* YOUR INSTRUCTIONS *
Begin at the line that contains "the patio furniture" and repeat every line from there to the end of the records below, inclusive, without adding any other line.

* STORED ROWS *
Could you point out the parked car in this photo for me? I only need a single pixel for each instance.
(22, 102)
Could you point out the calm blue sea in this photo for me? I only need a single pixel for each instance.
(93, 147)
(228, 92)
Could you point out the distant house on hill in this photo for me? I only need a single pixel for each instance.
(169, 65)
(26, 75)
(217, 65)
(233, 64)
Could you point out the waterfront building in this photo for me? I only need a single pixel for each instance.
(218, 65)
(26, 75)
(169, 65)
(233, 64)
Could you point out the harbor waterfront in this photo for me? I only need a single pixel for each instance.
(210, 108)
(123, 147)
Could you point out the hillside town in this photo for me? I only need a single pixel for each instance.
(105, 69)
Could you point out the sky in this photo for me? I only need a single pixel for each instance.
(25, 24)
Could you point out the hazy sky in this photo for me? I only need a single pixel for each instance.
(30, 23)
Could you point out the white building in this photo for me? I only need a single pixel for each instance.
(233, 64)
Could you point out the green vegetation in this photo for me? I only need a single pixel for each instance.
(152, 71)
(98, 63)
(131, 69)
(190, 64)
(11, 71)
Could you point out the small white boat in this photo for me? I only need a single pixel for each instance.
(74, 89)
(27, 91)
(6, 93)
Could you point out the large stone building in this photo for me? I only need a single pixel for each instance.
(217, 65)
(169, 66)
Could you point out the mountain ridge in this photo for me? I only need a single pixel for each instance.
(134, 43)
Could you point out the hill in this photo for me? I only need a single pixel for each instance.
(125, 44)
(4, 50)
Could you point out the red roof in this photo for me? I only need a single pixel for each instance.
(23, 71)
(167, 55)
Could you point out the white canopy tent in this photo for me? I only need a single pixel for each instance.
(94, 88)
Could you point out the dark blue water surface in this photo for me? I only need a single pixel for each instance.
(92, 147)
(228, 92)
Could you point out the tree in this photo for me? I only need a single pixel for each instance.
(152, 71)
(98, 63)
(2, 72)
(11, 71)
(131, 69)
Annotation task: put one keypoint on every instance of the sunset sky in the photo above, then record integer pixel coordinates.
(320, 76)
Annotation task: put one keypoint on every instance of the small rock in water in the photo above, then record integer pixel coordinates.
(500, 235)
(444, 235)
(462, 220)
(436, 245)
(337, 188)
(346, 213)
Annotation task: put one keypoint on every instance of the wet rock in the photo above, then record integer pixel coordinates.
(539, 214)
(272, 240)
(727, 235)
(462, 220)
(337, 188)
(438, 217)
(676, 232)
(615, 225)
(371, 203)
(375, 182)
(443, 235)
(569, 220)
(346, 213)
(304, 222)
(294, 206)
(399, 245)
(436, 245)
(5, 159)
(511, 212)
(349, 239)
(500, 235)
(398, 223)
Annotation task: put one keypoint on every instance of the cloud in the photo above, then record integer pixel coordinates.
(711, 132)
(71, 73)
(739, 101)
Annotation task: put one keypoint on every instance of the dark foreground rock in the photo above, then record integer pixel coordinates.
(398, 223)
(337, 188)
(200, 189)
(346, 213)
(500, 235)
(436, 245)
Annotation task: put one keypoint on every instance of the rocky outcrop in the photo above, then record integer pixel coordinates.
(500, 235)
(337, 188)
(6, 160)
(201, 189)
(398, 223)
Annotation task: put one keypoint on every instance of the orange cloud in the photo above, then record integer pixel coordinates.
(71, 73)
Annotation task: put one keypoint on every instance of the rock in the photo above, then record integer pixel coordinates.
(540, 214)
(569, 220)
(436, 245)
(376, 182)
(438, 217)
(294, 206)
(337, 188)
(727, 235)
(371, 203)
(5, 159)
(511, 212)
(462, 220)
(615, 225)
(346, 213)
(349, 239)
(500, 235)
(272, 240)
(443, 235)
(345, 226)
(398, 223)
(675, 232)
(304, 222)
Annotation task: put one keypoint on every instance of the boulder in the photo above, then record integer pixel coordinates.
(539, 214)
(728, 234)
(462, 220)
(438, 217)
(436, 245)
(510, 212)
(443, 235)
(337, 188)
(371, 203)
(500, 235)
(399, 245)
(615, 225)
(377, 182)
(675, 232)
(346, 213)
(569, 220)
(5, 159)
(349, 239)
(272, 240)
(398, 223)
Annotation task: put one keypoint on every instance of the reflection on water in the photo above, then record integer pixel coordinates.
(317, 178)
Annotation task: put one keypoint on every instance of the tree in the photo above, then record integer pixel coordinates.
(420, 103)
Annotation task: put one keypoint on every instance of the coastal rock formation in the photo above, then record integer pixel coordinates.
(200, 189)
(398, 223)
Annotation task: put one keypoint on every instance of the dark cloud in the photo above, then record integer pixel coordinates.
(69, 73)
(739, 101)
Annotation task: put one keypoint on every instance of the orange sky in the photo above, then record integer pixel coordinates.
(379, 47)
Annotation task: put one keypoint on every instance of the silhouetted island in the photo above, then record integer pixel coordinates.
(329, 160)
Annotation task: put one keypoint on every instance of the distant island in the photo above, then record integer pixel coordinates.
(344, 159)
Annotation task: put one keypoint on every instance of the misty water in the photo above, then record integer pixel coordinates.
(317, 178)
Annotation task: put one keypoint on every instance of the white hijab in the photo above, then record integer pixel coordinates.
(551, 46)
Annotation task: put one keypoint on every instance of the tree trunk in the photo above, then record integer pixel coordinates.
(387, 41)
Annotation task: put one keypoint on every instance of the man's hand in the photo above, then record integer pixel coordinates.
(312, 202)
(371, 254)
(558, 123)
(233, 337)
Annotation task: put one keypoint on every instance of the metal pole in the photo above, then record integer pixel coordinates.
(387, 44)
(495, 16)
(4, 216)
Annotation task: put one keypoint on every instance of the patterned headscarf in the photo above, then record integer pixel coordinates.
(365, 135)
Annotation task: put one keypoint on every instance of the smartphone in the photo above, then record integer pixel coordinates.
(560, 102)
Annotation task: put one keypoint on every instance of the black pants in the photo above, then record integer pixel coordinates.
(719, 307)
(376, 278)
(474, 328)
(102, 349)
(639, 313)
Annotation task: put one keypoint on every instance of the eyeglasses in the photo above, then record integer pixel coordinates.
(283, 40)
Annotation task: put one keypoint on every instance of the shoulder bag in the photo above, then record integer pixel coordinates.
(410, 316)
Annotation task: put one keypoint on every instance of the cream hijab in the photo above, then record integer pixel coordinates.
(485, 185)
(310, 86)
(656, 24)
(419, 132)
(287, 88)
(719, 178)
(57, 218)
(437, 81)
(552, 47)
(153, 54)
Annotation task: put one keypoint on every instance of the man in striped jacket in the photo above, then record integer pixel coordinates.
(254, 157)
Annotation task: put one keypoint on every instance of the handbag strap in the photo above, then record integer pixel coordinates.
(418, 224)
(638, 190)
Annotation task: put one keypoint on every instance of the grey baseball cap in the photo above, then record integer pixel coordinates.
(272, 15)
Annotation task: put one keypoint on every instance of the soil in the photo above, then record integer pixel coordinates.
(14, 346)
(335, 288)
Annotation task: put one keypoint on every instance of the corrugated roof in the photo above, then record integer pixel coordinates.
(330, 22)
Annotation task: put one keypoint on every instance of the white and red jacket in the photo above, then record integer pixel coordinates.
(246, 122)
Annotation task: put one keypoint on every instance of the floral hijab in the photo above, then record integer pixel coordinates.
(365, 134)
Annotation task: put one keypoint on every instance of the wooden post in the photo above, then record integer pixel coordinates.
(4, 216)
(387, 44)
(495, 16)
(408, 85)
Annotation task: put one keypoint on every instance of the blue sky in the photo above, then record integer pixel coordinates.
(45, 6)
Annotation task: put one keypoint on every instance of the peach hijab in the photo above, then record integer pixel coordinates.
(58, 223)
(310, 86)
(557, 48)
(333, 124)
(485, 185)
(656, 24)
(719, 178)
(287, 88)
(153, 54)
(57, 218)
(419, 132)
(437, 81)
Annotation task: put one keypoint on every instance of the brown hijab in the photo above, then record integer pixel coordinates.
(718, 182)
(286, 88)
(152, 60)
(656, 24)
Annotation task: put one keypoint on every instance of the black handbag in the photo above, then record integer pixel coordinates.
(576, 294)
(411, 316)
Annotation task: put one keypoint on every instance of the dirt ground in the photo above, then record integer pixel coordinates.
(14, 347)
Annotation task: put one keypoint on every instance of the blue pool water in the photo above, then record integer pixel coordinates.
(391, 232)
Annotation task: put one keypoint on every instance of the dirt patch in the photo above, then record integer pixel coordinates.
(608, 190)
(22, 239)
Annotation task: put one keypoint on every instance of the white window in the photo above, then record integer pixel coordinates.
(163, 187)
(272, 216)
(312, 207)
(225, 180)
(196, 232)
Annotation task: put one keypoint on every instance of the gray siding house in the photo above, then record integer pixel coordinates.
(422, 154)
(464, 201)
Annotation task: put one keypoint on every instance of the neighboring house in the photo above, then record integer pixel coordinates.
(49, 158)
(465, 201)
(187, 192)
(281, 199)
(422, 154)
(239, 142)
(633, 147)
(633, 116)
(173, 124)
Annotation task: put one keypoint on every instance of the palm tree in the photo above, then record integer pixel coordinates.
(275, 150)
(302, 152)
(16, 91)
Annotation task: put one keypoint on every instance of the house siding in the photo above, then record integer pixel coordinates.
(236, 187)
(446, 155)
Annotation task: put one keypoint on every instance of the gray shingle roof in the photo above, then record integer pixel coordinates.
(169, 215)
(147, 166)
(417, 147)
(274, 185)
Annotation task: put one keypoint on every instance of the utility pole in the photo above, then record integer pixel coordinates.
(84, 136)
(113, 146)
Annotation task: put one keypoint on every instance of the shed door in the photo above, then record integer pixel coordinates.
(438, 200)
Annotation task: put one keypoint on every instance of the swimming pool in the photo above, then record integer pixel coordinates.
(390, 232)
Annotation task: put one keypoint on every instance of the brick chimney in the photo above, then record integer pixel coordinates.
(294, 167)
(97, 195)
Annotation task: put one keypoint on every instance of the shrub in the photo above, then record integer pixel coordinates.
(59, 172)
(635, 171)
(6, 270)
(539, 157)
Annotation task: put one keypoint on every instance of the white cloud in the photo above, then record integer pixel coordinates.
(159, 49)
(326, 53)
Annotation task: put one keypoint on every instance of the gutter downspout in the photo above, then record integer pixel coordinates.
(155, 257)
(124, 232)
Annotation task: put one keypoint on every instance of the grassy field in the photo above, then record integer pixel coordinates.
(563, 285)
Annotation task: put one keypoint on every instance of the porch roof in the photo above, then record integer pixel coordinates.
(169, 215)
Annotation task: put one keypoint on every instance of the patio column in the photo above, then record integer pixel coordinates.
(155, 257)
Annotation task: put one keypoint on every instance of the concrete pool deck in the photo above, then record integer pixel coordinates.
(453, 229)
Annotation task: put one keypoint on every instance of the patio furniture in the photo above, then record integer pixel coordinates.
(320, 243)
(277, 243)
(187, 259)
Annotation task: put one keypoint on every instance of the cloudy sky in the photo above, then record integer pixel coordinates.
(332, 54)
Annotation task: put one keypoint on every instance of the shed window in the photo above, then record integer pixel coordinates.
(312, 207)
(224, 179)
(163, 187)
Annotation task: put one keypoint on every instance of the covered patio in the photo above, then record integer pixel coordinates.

* ANSWER FOR THIS EXERCISE *
Annotation task: put one keypoint on every instance of the patio furniture in the photo above, then record integer pixel coordinates.
(320, 243)
(277, 243)
(187, 259)
Annotation task: put one keypoint on every instance of the cloudy sky in the photo above, then record integer pixel coordinates.
(332, 54)
Annotation task: put one keypoint on every instance of the shed window in the photo above, then record integer pixel coordinates.
(312, 207)
(224, 179)
(163, 187)
Annotation task: put one keypoint on every instance of the covered patio in the photo above, then record integer pixel coordinates.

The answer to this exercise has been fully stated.